# Supplied text
>> BEGIN

Dave Frattaroli: “Of course. Two or three years ago, everyone was looking at the same data on demand growth and the supply shortfall. The signal told everyone the same thing: ‘grow, grow, grow’ and customers were screaming at us saying ‘more, more, more.’ At High Roller, we had true partners, not customers, saying ‘if you build it, we’ll be there buying from you.’ If you have a customer saying, ‘build it, I’ll buy it,’ that’s something I’ll do 9 times out of 10. But all of us sand producers were all looking at our own mines and not at the scale of the industry in sum. If sand gets tight again next year, you may see people add supply and or look for revenge because customers will again be desperate for sand. At the end of the day though, I believe that relationships matter. It’s easy to be friends when the sun is shining, it’s difficult to be friends now. The good companies find a way.
Some of our Permian competitors famously beat their chest for selling at $100/ton a year ago. 100 mesh sand has never been worth that much. Now it’s come back to bite them. Customers haven’t forgotten that and some of the most aggressive mines on price when the market was tight are now fighting for their lives. You just can’t do that and expect to live through the bad times. We’ve gotta find some sort of equilibrium. What is sand really worth? At High Roller we never contracted above $50/ton, even when folks were screaming for it. That long-term vision of relationship and value is what’s going to get us through on the other side.”

>> END

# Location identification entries
>> BEGIN

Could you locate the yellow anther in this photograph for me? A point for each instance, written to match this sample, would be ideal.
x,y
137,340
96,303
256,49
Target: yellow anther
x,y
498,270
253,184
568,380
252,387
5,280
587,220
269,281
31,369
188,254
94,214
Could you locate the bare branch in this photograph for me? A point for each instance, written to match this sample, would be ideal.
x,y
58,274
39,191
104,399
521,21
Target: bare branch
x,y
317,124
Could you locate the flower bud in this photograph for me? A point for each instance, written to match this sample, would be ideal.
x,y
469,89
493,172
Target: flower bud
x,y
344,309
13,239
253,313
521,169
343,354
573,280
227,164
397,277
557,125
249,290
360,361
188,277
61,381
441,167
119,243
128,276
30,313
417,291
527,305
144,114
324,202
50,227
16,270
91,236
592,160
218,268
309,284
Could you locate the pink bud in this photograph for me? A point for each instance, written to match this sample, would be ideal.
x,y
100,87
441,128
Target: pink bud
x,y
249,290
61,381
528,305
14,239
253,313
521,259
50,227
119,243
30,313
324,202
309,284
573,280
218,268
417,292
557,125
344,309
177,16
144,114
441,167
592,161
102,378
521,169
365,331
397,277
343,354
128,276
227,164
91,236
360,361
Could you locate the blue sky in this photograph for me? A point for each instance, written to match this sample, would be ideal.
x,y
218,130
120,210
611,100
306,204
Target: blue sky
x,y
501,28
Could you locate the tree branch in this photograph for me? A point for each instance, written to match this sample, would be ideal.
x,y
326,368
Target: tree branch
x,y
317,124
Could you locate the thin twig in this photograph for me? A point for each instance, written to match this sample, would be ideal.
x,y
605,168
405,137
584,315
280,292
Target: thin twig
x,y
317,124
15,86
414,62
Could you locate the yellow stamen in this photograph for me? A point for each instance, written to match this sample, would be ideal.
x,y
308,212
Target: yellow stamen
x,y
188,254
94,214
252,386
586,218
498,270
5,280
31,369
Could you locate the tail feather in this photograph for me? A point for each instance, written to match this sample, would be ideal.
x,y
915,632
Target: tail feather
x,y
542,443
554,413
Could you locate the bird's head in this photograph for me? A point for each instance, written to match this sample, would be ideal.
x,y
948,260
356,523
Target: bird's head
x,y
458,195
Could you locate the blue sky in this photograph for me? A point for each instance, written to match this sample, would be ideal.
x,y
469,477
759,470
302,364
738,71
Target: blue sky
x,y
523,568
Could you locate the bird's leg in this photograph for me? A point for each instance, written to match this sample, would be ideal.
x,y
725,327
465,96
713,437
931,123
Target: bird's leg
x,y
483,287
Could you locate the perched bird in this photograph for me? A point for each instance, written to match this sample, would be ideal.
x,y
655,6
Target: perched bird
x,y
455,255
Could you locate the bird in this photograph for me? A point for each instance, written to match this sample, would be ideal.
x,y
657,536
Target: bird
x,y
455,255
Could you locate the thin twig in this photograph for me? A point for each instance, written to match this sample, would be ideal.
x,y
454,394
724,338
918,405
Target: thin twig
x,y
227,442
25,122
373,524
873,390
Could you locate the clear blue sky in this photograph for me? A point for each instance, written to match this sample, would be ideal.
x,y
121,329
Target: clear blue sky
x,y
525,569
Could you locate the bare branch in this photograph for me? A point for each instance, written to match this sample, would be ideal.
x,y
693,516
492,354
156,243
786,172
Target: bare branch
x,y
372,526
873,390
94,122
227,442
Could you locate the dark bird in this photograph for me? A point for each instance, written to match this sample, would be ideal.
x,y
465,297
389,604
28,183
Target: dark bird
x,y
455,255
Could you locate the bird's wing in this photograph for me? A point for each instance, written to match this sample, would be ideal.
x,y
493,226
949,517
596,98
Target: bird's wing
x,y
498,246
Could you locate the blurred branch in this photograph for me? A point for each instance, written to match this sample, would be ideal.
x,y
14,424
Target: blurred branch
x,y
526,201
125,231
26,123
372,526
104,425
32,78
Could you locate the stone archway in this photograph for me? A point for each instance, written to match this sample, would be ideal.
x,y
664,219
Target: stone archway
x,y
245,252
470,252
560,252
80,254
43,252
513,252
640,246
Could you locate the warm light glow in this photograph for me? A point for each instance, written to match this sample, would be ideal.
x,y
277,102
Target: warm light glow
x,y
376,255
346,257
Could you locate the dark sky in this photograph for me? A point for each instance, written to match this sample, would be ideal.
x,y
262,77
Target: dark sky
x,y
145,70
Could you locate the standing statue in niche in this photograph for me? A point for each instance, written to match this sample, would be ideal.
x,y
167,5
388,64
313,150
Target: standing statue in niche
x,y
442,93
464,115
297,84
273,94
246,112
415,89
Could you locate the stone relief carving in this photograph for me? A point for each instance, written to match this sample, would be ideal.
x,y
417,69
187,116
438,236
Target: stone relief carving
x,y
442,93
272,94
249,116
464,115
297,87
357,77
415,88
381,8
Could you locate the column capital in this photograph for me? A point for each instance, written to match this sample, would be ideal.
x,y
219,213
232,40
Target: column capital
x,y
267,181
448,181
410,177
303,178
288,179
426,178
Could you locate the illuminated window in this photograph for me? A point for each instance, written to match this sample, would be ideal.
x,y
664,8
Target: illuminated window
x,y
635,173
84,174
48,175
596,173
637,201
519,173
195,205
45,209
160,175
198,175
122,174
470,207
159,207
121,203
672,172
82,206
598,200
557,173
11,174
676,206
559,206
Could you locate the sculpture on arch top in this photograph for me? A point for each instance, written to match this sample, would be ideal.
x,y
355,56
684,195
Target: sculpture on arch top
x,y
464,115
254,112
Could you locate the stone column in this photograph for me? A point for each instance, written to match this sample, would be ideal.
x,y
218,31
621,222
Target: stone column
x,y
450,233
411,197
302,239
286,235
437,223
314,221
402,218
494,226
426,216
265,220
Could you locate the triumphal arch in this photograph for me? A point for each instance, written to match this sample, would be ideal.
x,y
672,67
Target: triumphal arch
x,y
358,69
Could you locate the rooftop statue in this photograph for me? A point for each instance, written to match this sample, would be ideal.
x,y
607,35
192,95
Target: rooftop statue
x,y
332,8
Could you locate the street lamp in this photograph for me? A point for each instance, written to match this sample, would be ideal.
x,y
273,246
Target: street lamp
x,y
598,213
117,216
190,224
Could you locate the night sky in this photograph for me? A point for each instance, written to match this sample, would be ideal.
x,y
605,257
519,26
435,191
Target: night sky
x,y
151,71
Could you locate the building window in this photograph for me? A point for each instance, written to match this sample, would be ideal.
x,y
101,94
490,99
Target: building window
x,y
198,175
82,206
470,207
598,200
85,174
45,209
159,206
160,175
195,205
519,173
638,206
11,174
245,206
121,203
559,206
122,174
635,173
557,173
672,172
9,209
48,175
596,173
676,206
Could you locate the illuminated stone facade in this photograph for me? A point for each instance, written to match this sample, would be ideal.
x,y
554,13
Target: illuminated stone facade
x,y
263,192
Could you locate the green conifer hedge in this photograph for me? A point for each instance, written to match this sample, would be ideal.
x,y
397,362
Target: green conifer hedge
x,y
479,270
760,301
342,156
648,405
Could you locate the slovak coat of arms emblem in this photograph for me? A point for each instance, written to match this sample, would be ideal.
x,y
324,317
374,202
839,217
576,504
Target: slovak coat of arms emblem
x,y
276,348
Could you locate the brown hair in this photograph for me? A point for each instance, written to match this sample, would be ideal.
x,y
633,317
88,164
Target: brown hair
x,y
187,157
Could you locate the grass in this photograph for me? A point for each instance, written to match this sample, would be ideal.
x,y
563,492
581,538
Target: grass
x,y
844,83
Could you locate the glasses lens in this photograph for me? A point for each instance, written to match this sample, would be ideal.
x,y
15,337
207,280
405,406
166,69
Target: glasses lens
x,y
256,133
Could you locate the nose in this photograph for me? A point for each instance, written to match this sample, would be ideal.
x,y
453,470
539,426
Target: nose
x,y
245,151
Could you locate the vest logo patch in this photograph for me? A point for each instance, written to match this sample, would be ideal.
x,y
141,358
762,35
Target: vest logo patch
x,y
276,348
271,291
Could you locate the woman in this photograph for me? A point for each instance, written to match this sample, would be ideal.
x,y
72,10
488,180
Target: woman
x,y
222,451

>> END

# Tasks and exercises
a) Arrange the records from the line with "Could you locate the woman" through the last line of the records, both included, as a JSON list of strings with one string per line and no blank lines.
b) Pick up the interview on the sand market after its last sentence and keep it going.

# Responses by task
a)
[
  "Could you locate the woman in this photograph for me? A point for each instance, written to match this sample, would be ideal.",
  "x,y",
  "72,10",
  "488,180",
  "Target: woman",
  "x,y",
  "222,451"
]

b)
Infill Thinking: Are take-or-pay sand contracts worth anything anymore? They’ve been busted up in multiple cycles now…
Dave Frattaroli: “First a little background… at my old firm, we invented the take-or-pay contract. We didn’t have any speculation money at the time, this was in the 1980s. We were lean, innovative and tying to grow. We spent our money where we thought we’d get a return, but in industrial sand it’s sometimes 18-24 months from the time you say ‘go’ on a mine buildout until you sell sand. So we started with the big service companies and told them if they agreed to buy what we made, we’d build capacity.
It’s no longer a good tool. It doesn’t work for our ever-changing business model because present contract terms don’t reflect the future market – on volume or price. There’s always a mismatch. Take-or-pay deals are constantly being renegotiated. So, what’s a contract worth? It’s a piece of paper that gets you and your customer to the table. It’s not about liquidating the damages implied by the piece of paper. That contract is not worth the paper it’s written on if you are not willing to go up and down with the fundamentals, and the customer gets more than 50% of the benefit up or down. It simply gets you and your customer to the table. In the end are you really going to sue? You might not have any choice. Bankruptcy or sue? You sue. But for the most part, take-or-pay should be a platform for you and your customer to discuss how to work together.”
Infill Thinking: Are you seeing any innovation in bleeding edge contract structures that might make them executable again?
Dave Frattaroli: “You sometimes hear about percent of wallet. If you are dealing with a customer that has fixed long-term positions or contiguous acreage and will agree to buy a certain amount of the sand that they need from you… that is something they can commit to. If they agree to do half of however many wells they frac with you and half with another vendor, that’s executable and auditable. The volume and revenue you can’t take to the bank, but it’s better than forcing a customer to buy something that they cannot use. That’s un-American.”
Infill Thinking: Does API spec still matter?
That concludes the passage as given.